_TASK DETAILS_
Pictures appear in the records below; write out everything else exactly.

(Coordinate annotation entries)

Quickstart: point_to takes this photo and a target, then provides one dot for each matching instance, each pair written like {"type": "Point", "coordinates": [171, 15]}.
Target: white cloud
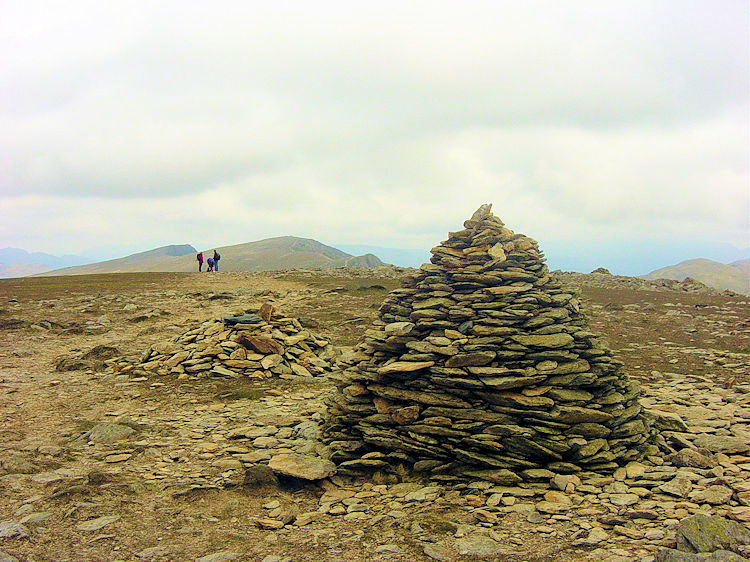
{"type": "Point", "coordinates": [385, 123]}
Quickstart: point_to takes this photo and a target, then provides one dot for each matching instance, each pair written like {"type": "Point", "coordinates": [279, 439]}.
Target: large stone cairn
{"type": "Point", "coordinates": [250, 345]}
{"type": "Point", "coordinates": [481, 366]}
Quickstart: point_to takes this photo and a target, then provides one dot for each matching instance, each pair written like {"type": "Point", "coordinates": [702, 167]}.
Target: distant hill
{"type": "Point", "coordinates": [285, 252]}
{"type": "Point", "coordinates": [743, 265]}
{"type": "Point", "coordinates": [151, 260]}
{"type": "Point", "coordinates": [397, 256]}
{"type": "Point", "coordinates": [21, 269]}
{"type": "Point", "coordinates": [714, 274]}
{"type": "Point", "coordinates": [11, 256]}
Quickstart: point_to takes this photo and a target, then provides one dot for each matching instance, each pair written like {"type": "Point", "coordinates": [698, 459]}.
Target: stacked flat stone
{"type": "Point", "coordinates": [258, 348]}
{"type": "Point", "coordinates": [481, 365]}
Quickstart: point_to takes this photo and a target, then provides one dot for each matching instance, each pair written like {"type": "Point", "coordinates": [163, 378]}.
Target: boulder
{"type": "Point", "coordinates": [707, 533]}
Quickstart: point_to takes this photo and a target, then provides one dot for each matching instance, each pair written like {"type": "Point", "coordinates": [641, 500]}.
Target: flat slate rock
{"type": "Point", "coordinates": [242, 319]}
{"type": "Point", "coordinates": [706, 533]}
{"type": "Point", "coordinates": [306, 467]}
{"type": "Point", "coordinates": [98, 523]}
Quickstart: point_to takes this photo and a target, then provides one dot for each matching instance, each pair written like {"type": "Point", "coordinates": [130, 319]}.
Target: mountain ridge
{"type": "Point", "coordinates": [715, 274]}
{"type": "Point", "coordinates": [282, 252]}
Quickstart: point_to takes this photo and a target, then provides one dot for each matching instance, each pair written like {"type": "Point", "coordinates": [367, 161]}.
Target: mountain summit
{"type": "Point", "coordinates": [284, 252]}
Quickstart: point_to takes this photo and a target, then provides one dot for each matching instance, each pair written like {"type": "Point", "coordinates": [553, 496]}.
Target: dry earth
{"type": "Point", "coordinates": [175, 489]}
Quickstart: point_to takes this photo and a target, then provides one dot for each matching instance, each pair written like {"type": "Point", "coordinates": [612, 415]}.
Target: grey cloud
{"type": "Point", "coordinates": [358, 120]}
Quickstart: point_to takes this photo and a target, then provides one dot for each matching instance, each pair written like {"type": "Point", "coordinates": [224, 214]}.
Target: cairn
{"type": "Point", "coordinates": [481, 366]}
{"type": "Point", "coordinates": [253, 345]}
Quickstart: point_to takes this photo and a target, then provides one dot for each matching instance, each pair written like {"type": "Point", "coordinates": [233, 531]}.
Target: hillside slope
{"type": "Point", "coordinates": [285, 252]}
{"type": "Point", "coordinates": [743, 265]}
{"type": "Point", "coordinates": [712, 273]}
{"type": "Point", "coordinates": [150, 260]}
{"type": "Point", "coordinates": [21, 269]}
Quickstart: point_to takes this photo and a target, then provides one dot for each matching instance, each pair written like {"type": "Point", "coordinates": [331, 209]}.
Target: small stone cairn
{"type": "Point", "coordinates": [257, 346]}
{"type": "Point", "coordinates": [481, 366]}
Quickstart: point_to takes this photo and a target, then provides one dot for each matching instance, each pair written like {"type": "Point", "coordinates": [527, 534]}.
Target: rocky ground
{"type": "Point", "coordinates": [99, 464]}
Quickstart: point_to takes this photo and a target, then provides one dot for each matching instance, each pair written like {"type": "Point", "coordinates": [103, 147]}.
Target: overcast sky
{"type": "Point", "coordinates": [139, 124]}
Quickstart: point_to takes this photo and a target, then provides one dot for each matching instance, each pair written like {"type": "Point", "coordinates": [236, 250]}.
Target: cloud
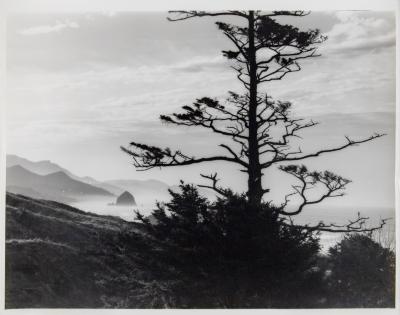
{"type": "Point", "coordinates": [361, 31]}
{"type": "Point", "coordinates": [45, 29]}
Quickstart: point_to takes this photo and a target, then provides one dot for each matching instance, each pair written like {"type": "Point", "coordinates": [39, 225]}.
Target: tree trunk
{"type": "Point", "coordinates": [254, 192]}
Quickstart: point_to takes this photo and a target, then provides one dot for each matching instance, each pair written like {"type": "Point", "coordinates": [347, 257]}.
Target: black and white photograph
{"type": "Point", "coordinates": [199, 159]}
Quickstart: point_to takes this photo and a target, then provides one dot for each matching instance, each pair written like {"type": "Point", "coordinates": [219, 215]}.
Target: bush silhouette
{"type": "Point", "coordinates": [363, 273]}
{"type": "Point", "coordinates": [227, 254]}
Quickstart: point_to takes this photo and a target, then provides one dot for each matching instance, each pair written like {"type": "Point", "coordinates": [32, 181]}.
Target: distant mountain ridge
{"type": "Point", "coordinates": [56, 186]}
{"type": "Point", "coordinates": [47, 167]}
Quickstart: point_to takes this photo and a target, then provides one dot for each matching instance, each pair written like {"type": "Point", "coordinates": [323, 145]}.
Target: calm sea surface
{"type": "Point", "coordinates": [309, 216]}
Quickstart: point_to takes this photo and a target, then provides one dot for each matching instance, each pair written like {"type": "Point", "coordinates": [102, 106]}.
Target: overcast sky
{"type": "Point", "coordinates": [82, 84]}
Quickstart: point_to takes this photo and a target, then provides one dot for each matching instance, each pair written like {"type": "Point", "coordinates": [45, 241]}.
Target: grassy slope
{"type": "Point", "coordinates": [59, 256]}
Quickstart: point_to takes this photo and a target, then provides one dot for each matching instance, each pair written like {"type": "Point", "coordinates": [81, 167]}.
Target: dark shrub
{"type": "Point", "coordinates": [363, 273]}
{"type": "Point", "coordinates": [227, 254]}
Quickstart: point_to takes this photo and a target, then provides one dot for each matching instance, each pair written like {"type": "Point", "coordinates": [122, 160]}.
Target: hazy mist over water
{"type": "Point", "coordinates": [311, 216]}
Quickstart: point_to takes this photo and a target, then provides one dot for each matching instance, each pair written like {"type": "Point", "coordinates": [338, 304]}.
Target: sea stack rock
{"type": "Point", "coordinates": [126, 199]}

_REPLY TO THE EXERCISE_
Quickstart: point_to takes this photo and a target, then provides one dot for each matching instance, each pair written like {"type": "Point", "coordinates": [171, 15]}.
Target: white cloud
{"type": "Point", "coordinates": [385, 123]}
Quickstart: point_to takes this photo and a target, then provides one dot for each matching instance, each pair written like {"type": "Point", "coordinates": [279, 439]}.
Target: large stone cairn
{"type": "Point", "coordinates": [250, 345]}
{"type": "Point", "coordinates": [481, 366]}
Quickstart: point_to takes this photo and a target, then provides one dot for each matching instance, each pair written like {"type": "Point", "coordinates": [702, 167]}.
Target: distant hill
{"type": "Point", "coordinates": [285, 252]}
{"type": "Point", "coordinates": [743, 265]}
{"type": "Point", "coordinates": [151, 260]}
{"type": "Point", "coordinates": [397, 256]}
{"type": "Point", "coordinates": [21, 269]}
{"type": "Point", "coordinates": [714, 274]}
{"type": "Point", "coordinates": [11, 256]}
Quickstart: point_to takes this photo and a target, then provides one dot for each matching instance, each pair written like {"type": "Point", "coordinates": [698, 459]}.
Target: stacked flat stone
{"type": "Point", "coordinates": [258, 348]}
{"type": "Point", "coordinates": [481, 365]}
Quickstart: point_to takes this photo and a target, then provides one dot for each matching instance, each pair written like {"type": "Point", "coordinates": [163, 378]}.
Target: boulder
{"type": "Point", "coordinates": [707, 533]}
Quickstart: point_to takes this photo and a target, then provides one dot for each matching instance, each pair written like {"type": "Point", "coordinates": [641, 500]}.
Target: flat slate rock
{"type": "Point", "coordinates": [242, 319]}
{"type": "Point", "coordinates": [706, 533]}
{"type": "Point", "coordinates": [306, 467]}
{"type": "Point", "coordinates": [98, 523]}
Quickstart: point_to takes this photo and a target, then provides one dot for each matching instance, each pair written like {"type": "Point", "coordinates": [130, 319]}.
Target: mountain ridge
{"type": "Point", "coordinates": [715, 274]}
{"type": "Point", "coordinates": [282, 252]}
Quickstart: point_to takes this photo and a target, then provides one dot for each matching instance, each pair written like {"type": "Point", "coordinates": [367, 161]}.
Target: mountain summit
{"type": "Point", "coordinates": [284, 252]}
Quickstart: point_to takes this photo and a target, then provides one dot for each matching instance, each pair written like {"type": "Point", "coordinates": [553, 496]}.
Target: dry earth
{"type": "Point", "coordinates": [175, 489]}
Quickstart: point_to takes this photo and a target, then provides one dot for each matching instance, each pair written like {"type": "Point", "coordinates": [612, 415]}.
Target: grey cloud
{"type": "Point", "coordinates": [358, 120]}
Quickstart: point_to takes this photo and a target, then provides one dot for each matching instance, each pair written like {"type": "Point", "coordinates": [224, 214]}.
Target: cairn
{"type": "Point", "coordinates": [481, 366]}
{"type": "Point", "coordinates": [253, 345]}
Quickstart: point_to takes this photo and a target, then provides one dot for each matching instance, each pair written like {"type": "Point", "coordinates": [233, 531]}.
Target: hillside slope
{"type": "Point", "coordinates": [285, 252]}
{"type": "Point", "coordinates": [743, 265]}
{"type": "Point", "coordinates": [712, 273]}
{"type": "Point", "coordinates": [150, 260]}
{"type": "Point", "coordinates": [21, 269]}
Quickstart: point_to takes this photo and a target, then provides one dot for each matching instance, each pair written like {"type": "Point", "coordinates": [331, 209]}.
Target: small stone cairn
{"type": "Point", "coordinates": [257, 346]}
{"type": "Point", "coordinates": [481, 366]}
Quickstart: point_to takes this photo and a target, then provides one dot for each matching instance, each pair written like {"type": "Point", "coordinates": [527, 534]}.
Target: rocky ground
{"type": "Point", "coordinates": [99, 464]}
Quickstart: point_to takes this photo and a target, then provides one dot for each matching instance, each pair written like {"type": "Point", "coordinates": [103, 147]}.
Target: overcast sky
{"type": "Point", "coordinates": [139, 124]}
Quickstart: point_to takes this photo and a target, then provides one dot for each matching instance, each pair written like {"type": "Point", "coordinates": [236, 250]}.
Target: cloud
{"type": "Point", "coordinates": [361, 31]}
{"type": "Point", "coordinates": [45, 29]}
Quickstart: point_to takes this photo and a target, then provides one dot for each matching instance, each pair written like {"type": "Point", "coordinates": [39, 225]}.
Target: tree trunk
{"type": "Point", "coordinates": [254, 192]}
Quickstart: point_to takes this photo and a target, then provides one dot for each matching instance, each pair written like {"type": "Point", "coordinates": [347, 257]}.
Target: black and white photograph
{"type": "Point", "coordinates": [199, 159]}
Quickstart: point_to takes this photo and a target, then provides one dot for each matching instance, each pair written like {"type": "Point", "coordinates": [219, 215]}.
Target: bush silhouette
{"type": "Point", "coordinates": [363, 273]}
{"type": "Point", "coordinates": [227, 254]}
Quickstart: point_to takes this photo and a target, then provides one dot for each matching instance, each pair written like {"type": "Point", "coordinates": [32, 181]}.
Target: distant mountain ridge
{"type": "Point", "coordinates": [56, 186]}
{"type": "Point", "coordinates": [47, 167]}
Quickstart: point_to takes this photo and a target, then provides one dot for each matching instance, each pair written like {"type": "Point", "coordinates": [323, 145]}.
Target: calm sea surface
{"type": "Point", "coordinates": [309, 216]}
Quickstart: point_to takes this photo and a target, then provides one dot for each matching instance, each pair written like {"type": "Point", "coordinates": [102, 106]}.
Target: overcast sky
{"type": "Point", "coordinates": [82, 84]}
Quickstart: point_to takes this photo and a target, then provides one dot for each matching instance, each pair written like {"type": "Point", "coordinates": [45, 241]}.
Target: grassy slope
{"type": "Point", "coordinates": [59, 256]}
Quickstart: point_to takes this photo and a target, then provides one dot for each matching instance, each pair written like {"type": "Point", "coordinates": [81, 167]}.
Target: dark shrub
{"type": "Point", "coordinates": [363, 273]}
{"type": "Point", "coordinates": [227, 254]}
Quickstart: point_to takes this photo and a target, then provides one dot for each matching instance, each pair written like {"type": "Point", "coordinates": [122, 160]}.
Target: hazy mist over water
{"type": "Point", "coordinates": [311, 216]}
Quickstart: point_to takes this photo and a target, then provides one dot for each matching instance, each pair written like {"type": "Point", "coordinates": [338, 304]}.
Target: sea stack rock
{"type": "Point", "coordinates": [126, 199]}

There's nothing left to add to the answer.